(Source data)
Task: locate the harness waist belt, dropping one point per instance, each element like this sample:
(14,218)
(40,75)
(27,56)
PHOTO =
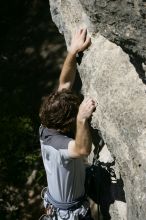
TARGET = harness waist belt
(66,206)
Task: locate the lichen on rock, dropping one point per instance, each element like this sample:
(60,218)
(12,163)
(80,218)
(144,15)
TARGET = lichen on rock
(110,71)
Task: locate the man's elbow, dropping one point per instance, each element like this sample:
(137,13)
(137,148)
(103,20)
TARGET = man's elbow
(84,152)
(66,86)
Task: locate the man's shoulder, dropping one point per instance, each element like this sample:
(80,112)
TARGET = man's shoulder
(53,138)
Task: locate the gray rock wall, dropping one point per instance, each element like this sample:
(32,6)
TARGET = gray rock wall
(110,71)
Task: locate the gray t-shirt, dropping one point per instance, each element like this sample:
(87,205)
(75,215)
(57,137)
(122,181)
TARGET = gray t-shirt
(65,175)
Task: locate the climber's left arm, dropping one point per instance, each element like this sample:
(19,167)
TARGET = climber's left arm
(80,41)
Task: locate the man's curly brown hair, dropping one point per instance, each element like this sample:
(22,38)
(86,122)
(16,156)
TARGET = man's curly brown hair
(59,110)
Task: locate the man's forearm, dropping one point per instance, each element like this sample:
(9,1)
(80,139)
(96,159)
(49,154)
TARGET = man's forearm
(68,72)
(83,140)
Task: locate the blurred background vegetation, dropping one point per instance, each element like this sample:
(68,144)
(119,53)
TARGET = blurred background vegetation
(31,55)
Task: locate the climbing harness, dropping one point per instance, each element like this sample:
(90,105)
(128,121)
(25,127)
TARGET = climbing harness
(63,210)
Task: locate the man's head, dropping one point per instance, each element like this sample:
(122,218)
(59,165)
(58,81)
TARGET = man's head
(59,110)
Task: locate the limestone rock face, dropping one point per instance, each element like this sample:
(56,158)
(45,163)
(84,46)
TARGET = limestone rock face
(111,76)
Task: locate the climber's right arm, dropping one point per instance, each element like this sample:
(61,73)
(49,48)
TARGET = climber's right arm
(79,43)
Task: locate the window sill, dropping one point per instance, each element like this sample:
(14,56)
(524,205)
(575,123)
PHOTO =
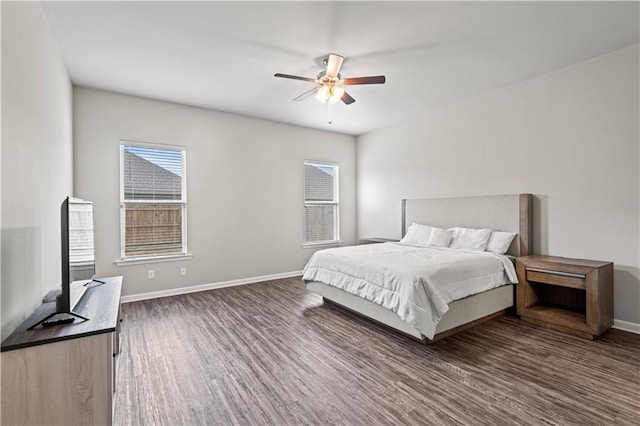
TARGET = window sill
(322,244)
(151,259)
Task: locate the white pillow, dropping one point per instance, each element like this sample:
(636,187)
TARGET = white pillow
(417,235)
(439,237)
(470,239)
(500,241)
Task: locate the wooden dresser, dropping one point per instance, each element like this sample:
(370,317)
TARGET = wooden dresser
(570,295)
(64,374)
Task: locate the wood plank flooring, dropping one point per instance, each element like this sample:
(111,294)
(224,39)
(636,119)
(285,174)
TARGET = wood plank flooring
(273,353)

GIVEN TASK: Pictures are to be left out; the records above must be repeated word for word.

THE RESPONSE:
Task: locate the harness waist belt, dropping one point per instance, each element like this sample:
(14,218)
(40,75)
(27,56)
PHOTO =
TARGET = harness waist belt
(66,206)
Task: locate the lichen on rock, dropping one point per instance, each element like this sample:
(60,218)
(12,163)
(80,218)
(144,15)
TARGET = lichen on rock
(110,71)
Task: locate the man's elbow, dropping one point per instance, each element like this sample:
(137,13)
(137,148)
(103,20)
TARGET = man's elbow
(84,152)
(66,86)
Task: locate the man's shoulder, dropping one point per instance, each element like this sample:
(80,112)
TARGET = man's shoulder
(53,138)
Task: locate the gray rock wall, dropping one point per instance, each element like this sample:
(32,6)
TARGET = gray rock wall
(110,71)
Task: locate the gray t-shirt, dropping one point per instance, each element like this sample:
(87,205)
(75,215)
(57,137)
(122,181)
TARGET = gray t-shirt
(65,175)
Task: locate the climber's left arm, dropping one point per instance, each element like this sample:
(19,167)
TARGET = climber's left arm
(80,41)
Task: locate the man's curly brown hair, dropping one point per instance, each element like this sample:
(22,38)
(86,122)
(16,156)
TARGET = man's curly brown hair
(59,110)
Task: locate the man's forearm, dropping one point per instance, each element like this sample:
(9,1)
(80,139)
(96,159)
(49,154)
TARGET = man's forearm
(68,72)
(83,140)
Task: locate the blurred background vegetation, dropping one point per instance, each element like this sample:
(68,144)
(119,53)
TARGET = blurred background vegetation
(31,55)
Task: locate the climbing harness, dropping one point per instance, each element like this sample:
(90,105)
(128,121)
(25,127)
TARGET = climbing harness
(63,210)
Task: locate the man's head, dropping one point per instance, each element like this sample:
(122,218)
(59,165)
(58,81)
TARGET = man's head
(59,110)
Task: locate the limestone rock face, dropping one point per instance, each element like this sample:
(56,158)
(45,163)
(84,46)
TARGET = limestone rock face
(111,76)
Task: locate the climber's right arm, dropping one point per instance, each element like this sample:
(61,73)
(49,48)
TARGET = climber's right arm
(79,43)
Task: locate the window sill, dropping one point per instance, each element like this sample:
(14,56)
(524,205)
(575,123)
PHOTO =
TARGET = window sill
(322,244)
(151,259)
Task: locate the white pillow, dropping one point per instance, each element like this sample:
(636,187)
TARGET = white pillow
(417,235)
(439,237)
(470,239)
(500,241)
Task: locate the wooden dresser, dropping one point per instance, each element like this sample:
(370,317)
TARGET = wooden dresser
(570,295)
(64,374)
Task: locate the wood plank flooring, dropping one point per instance, each element like this sample:
(111,294)
(224,39)
(636,119)
(285,174)
TARGET = wood plank flooring
(273,353)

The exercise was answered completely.